# 課題 1:
本文で、現在の生活保護受給者数は何人とされているか答えよ。
# 課題 2:
本文のうち、「欧州には、日本の消費税に相当する「付加価値税」が存在します。」から「をとった命令を下しています。」までの箇所を一字も違えずに書き写せ。

# 本文:
欧州の「付加価値税」と日本の「消費税」の根本的な違い!
欧州には、日本の消費税に相当する「付加価値税」が存在します。
しかし、日本と大違いなのは、医療費や高等教育が無料になるなど、政策効果が目に見えてわかる税制になっていることなのです。
ゆえに国民の納得度も極めて高い税制となっています。
しかも、コロナ禍の大変な時期には、各国とも税率を下げる「付加価値税」の減税まで行いました(日本では政権与党・自民党は野党からの要求を一切拒否してやらなかった)。
導入時から食料品には、日本の8%よりも、もっと低い税率になる「軽減税率」が適用され、生活への打撃を防ぐ手立てが十分整えられた上での付加価値税になっています。
経団連と自民党のタチの悪さは、日本の消費税は、社会保障の充実を図るため――などと国民を騙しての導入だったからでした。
しかし、本当の狙いは、法人税率と所得税率の緩和・減税がそもそもの大目的でした。
大企業と富裕層への優遇政策のためだけでした。
日本での「消費税」は国民生活を貧乏にさせるだけの逆進性の高い不公平なばかりの税制になっているのです。
それでも経団連は、表面的な税率だけを欧州と比べ、自民党に対し、欧州並みに消費税率をもっと上げて(段階的アップで2025年に19%へと提言)、そのカネで大企業減税をさらに増やせ──と自民党に提言のカタチをとった命令を下しています。
輸出大企業の加盟が多い経団連は、輸出品に消費税がかからないため、大企業は「輸出還付金」として、下請け企業に払ってもいない消費税分を毎年6兆円分も濡れ手に粟で儲けられます。
企業努力もせず、製造規格はインチキ偽装して出荷するなど、税金にたかる構造が顕著なのが、日本の大企業なのです。
経団連の自民党への命令では、労働法制においては、派遣労働を解禁し、「中間搾取」「有期雇用」「間接雇用」を実現させ、安い労働力供給拡大の道を推進してきました。
今や何でもアリで、派遣労働者の他にも非正規雇用は増え続け、雇用者の4割にまで拡大しました。
そして、3K労働(キツイ・キタナイ・キケン)にあっては、「外国人技能実習生制度」という名ばかりの技術修得を御旗に、奴隷労働制度を拡充してきただけなのでした。
こうした経団連と自民党の「賃金下押し波及政策」は大成功で、30年間賃金の上がらない日本国を創り出したのです。
貧乏な労働者を増やし続ければ、老後の貧困者も激増する!
現役時代に貧乏な雇用者を増やせば、老後の年金額も少なくならざるをえません。
年金が生活費に不足する65歳以上高齢者は、足りない分を生活保護に頼るしかなくなります。
現在、生活保護受給者数はすでに202万人と、1946年の敗戦直後の人数と同レベルです。
しかもこの人数の半分強が65歳以上高齢者なのです。いかに高齢者が貧乏かが、よくわかります。
カネを持っていて、特殊詐欺に騙されるような高齢者は、ごく一部なのです。
現在の生活保護の総支給額は約4兆円ですが(国が4分の3、自治体が4分の1の負担)、8つの扶助のうち、高齢者対象の医療扶助は爆上がり必至で、このままのペースで増え続けると2040年には生活保護費の総額が9兆円にまで膨らむと推計されています。
現行の2倍以上です。
そうなると国も自治体も、お手上げ状態で、制度そのものが壊滅しかねないのです。
こういう悲惨な未来を平気で作り出そうとしてきたのが、経団連であり、自民党なのです。
とまれ、日本の未来は、真っ暗闇です。

# 提供資料:

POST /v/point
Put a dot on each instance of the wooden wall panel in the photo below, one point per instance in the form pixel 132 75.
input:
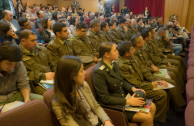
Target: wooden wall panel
pixel 183 8
pixel 31 2
pixel 85 4
pixel 190 16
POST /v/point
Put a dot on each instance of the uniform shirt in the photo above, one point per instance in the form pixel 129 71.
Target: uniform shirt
pixel 134 73
pixel 84 48
pixel 37 62
pixel 110 84
pixel 96 38
pixel 13 82
pixel 59 48
pixel 114 35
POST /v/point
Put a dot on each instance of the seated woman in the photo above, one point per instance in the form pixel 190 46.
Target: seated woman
pixel 46 31
pixel 73 24
pixel 112 88
pixel 73 103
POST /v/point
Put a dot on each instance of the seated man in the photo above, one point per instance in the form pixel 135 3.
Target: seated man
pixel 37 59
pixel 61 45
pixel 40 15
pixel 136 75
pixel 123 30
pixel 113 32
pixel 25 24
pixel 95 35
pixel 111 86
pixel 14 83
pixel 83 47
pixel 8 18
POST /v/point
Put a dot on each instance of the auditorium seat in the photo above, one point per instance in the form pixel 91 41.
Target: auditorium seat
pixel 190 90
pixel 48 95
pixel 189 114
pixel 190 73
pixel 34 113
pixel 117 114
pixel 190 61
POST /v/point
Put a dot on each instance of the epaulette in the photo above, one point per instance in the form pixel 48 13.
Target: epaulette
pixel 102 67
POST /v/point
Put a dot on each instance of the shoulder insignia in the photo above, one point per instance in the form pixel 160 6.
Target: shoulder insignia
pixel 102 67
pixel 26 58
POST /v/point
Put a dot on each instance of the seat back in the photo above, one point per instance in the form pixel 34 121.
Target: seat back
pixel 48 95
pixel 34 113
pixel 88 79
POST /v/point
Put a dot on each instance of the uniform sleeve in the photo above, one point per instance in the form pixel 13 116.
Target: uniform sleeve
pixel 64 121
pixel 99 81
pixel 22 78
pixel 129 77
pixel 54 53
pixel 96 107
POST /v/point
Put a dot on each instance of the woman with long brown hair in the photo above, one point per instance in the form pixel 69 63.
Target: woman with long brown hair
pixel 73 101
pixel 45 31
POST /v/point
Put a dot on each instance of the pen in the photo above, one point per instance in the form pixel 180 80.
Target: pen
pixel 2 108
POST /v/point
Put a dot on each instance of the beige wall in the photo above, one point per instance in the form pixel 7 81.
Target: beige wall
pixel 183 8
pixel 85 4
pixel 44 2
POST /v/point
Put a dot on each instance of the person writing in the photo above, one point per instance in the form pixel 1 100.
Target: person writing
pixel 73 102
pixel 111 87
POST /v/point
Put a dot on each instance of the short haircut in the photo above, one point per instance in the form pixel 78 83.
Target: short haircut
pixel 10 52
pixel 4 28
pixel 5 12
pixel 103 25
pixel 57 27
pixel 145 33
pixel 81 25
pixel 111 23
pixel 22 20
pixel 134 39
pixel 138 20
pixel 61 20
pixel 160 30
pixel 122 20
pixel 26 33
pixel 124 47
pixel 105 47
pixel 94 23
pixel 38 12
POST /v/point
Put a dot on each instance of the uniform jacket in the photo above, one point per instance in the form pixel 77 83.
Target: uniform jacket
pixel 134 73
pixel 13 82
pixel 96 38
pixel 114 36
pixel 37 62
pixel 110 84
pixel 123 34
pixel 86 91
pixel 60 48
pixel 84 48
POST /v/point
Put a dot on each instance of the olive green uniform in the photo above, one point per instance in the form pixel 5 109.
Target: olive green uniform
pixel 37 62
pixel 96 38
pixel 125 35
pixel 133 73
pixel 59 48
pixel 114 36
pixel 84 49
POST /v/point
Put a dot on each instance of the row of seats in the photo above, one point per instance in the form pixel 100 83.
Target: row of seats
pixel 189 112
pixel 39 113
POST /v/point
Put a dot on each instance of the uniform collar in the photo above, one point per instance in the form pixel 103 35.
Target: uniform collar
pixel 59 41
pixel 25 51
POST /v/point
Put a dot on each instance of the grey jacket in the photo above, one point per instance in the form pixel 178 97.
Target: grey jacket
pixel 86 91
pixel 13 82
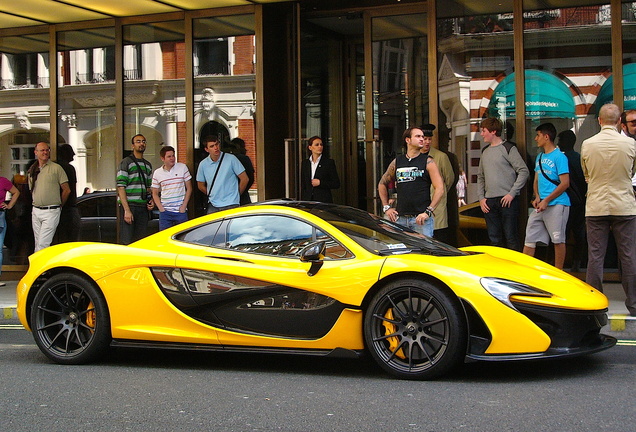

# 解答 1:
202万人

# 解答 2:
欧州には、日本の消費税に相当する「付加価値税」が存在します。
しかし、日本と大違いなのは、医療費や高等教育が無料になるなど、政策効果が目に見えてわかる税制になっていることなのです。
ゆえに国民の納得度も極めて高い税制となっています。
しかも、コロナ禍の大変な時期には、各国とも税率を下げる「付加価値税」の減税まで行いました(日本では政権与党・自民党は野党からの要求を一切拒否してやらなかった)。
導入時から食料品には、日本の8%よりも、もっと低い税率になる「軽減税率」が適用され、生活への打撃を防ぐ手立てが十分整えられた上での付加価値税になっています。
経団連と自民党のタチの悪さは、日本の消費税は、社会保障の充実を図るため――などと国民を騙しての導入だったからでした。
しかし、本当の狙いは、法人税率と所得税率の緩和・減税がそもそもの大目的でした。
大企業と富裕層への優遇政策のためだけでした。
日本での「消費税」は国民生活を貧乏にさせるだけの逆進性の高い不公平なばかりの税制になっているのです。
それでも経団連は、表面的な税率だけを欧州と比べ、自民党に対し、欧州並みに消費税率をもっと上げて(段階的アップで2025年に19%へと提言)、そのカネで大企業減税をさらに増やせ──と自民党に提言のカタチをとった命令を下しています。